Material provided
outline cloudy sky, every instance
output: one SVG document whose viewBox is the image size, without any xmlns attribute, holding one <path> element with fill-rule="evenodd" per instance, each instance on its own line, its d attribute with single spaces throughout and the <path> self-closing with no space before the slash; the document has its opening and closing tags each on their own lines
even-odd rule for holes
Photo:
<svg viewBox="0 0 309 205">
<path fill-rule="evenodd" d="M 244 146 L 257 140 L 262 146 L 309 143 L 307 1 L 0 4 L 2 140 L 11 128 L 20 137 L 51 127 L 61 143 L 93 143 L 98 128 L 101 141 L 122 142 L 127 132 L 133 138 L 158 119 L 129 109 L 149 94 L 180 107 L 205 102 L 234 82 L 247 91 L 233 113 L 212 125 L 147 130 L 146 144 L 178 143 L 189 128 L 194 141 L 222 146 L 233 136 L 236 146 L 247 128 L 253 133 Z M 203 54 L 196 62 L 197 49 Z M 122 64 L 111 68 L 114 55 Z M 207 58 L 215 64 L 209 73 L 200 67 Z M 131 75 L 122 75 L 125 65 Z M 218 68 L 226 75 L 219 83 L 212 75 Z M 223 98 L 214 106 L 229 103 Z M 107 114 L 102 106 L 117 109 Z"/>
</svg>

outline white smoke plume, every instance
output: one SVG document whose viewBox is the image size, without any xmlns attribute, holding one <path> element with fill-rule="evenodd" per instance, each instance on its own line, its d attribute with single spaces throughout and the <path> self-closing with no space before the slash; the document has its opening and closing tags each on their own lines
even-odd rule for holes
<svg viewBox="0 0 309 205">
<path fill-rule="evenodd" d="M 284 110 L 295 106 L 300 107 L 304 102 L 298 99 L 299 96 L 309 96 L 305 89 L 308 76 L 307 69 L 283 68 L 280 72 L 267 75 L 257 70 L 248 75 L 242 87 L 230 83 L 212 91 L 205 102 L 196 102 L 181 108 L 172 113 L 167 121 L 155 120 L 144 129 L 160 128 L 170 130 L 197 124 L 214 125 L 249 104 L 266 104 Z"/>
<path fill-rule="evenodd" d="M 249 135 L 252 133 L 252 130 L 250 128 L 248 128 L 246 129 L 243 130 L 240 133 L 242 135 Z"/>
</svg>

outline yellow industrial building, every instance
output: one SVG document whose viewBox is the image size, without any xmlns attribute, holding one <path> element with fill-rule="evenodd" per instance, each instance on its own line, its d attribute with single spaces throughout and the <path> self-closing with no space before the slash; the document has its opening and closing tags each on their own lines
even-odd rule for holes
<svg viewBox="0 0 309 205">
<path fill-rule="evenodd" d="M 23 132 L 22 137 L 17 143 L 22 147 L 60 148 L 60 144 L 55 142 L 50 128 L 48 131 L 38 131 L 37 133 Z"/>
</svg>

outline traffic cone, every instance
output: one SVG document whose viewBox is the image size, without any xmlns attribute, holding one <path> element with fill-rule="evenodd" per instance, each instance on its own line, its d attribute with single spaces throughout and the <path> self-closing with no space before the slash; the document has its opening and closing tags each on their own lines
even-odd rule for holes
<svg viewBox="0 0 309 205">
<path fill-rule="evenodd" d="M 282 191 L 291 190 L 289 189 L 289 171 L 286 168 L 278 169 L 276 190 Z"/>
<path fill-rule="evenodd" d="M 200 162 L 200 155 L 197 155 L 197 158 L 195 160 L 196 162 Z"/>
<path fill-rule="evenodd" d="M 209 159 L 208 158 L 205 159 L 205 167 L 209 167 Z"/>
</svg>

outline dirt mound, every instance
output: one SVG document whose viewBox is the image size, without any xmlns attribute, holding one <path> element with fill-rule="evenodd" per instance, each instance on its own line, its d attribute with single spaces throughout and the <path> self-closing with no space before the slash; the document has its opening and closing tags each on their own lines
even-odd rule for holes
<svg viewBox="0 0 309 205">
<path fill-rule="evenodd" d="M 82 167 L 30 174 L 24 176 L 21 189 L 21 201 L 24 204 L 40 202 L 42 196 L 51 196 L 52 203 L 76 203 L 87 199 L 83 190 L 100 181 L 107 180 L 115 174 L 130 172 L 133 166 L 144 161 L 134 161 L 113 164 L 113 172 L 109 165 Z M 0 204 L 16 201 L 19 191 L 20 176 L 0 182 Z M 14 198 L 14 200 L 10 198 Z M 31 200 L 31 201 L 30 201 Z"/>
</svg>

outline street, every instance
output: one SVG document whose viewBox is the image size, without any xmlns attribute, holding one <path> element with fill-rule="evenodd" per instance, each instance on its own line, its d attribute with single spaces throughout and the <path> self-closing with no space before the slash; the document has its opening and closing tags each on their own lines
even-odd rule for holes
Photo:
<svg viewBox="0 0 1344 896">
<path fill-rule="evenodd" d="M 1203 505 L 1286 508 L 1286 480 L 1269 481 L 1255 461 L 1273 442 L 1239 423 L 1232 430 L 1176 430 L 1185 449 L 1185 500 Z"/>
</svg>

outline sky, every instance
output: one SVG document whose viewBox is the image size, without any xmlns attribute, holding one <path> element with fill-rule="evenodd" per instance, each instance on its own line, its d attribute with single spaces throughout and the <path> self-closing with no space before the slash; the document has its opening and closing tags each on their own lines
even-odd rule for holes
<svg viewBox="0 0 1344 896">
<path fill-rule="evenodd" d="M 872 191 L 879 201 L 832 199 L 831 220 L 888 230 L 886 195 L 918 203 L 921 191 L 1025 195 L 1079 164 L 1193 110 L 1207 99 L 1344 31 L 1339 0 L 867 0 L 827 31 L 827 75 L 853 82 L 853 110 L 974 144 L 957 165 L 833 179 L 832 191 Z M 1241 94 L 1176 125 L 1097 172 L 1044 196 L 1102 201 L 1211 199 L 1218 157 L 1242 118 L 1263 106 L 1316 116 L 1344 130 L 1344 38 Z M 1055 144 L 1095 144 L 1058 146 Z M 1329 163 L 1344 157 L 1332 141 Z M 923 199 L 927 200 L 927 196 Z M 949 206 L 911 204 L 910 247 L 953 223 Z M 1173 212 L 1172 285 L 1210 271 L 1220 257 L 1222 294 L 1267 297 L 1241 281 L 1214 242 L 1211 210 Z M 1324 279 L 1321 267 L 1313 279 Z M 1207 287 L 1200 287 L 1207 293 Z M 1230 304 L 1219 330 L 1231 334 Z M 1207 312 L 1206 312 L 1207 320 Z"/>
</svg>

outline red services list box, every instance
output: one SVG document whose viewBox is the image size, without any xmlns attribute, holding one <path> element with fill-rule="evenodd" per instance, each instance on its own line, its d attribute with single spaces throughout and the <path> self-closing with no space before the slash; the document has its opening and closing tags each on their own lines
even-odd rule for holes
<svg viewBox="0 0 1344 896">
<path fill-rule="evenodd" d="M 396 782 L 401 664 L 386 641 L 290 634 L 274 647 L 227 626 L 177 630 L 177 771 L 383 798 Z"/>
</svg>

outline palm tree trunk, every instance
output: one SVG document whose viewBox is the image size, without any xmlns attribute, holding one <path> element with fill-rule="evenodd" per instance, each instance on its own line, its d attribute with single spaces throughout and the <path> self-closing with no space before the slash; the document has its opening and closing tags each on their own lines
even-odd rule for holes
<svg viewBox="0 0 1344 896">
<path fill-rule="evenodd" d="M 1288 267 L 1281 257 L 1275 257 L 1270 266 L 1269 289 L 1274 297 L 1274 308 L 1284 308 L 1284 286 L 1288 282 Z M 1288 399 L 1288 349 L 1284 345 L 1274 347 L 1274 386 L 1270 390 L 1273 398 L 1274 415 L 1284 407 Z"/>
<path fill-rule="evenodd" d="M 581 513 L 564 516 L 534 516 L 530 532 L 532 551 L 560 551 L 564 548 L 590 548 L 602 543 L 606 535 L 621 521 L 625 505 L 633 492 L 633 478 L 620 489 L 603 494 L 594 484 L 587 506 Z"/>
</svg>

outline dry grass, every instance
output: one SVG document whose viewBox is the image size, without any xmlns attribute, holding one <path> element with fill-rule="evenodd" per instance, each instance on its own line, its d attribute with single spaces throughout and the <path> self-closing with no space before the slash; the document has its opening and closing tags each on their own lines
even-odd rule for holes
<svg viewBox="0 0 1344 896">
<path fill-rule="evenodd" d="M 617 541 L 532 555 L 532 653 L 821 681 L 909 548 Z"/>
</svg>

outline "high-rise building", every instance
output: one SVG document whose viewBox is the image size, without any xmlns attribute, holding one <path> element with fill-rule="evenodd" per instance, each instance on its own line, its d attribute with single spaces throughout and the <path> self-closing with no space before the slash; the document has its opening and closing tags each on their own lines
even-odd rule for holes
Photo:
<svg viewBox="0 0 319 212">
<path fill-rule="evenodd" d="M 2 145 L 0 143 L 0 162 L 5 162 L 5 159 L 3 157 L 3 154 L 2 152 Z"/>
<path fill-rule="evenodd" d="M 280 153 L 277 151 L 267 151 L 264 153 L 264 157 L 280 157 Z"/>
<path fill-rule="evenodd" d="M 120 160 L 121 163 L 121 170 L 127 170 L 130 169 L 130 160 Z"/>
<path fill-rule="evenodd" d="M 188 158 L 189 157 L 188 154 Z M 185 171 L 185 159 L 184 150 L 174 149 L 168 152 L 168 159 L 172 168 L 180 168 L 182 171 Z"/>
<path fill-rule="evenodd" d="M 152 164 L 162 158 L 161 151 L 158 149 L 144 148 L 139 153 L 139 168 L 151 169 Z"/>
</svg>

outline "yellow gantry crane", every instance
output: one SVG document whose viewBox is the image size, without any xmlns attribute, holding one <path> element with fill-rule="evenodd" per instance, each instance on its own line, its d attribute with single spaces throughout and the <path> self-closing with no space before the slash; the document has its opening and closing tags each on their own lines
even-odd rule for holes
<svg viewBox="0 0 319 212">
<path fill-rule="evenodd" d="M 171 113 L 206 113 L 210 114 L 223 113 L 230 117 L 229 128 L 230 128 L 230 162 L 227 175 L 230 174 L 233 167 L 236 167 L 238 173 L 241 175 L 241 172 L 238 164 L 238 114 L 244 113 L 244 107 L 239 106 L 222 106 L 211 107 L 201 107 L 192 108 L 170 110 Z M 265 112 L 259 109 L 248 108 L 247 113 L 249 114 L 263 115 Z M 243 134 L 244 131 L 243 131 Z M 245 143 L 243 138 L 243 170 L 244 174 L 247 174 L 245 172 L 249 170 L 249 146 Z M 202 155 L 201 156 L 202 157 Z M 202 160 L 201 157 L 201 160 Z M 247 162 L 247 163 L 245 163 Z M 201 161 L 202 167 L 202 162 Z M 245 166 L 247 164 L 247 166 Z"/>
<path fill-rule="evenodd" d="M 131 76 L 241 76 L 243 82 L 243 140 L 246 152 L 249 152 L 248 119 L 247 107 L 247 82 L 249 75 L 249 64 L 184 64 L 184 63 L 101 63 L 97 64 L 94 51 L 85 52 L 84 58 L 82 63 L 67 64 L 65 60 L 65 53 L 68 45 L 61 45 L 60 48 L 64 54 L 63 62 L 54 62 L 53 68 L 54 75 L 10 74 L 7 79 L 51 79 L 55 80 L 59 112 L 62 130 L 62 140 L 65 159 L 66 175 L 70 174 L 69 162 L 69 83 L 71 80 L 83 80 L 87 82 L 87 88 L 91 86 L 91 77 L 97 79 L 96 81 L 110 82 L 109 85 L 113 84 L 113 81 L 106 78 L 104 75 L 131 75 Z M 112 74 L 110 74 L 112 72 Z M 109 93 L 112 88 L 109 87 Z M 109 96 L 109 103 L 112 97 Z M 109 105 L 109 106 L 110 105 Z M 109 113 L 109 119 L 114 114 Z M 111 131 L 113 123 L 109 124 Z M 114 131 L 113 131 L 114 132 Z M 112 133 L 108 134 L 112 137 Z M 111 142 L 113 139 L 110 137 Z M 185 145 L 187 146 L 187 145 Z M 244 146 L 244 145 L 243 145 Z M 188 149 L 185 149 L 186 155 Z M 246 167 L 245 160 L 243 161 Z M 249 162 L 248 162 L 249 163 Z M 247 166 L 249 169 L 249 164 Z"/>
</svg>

What to work on
Pull out every line above that contains the string "yellow". Letter case counts.

Written solution
outline yellow industrial building, every instance
outline "yellow gantry crane", every instance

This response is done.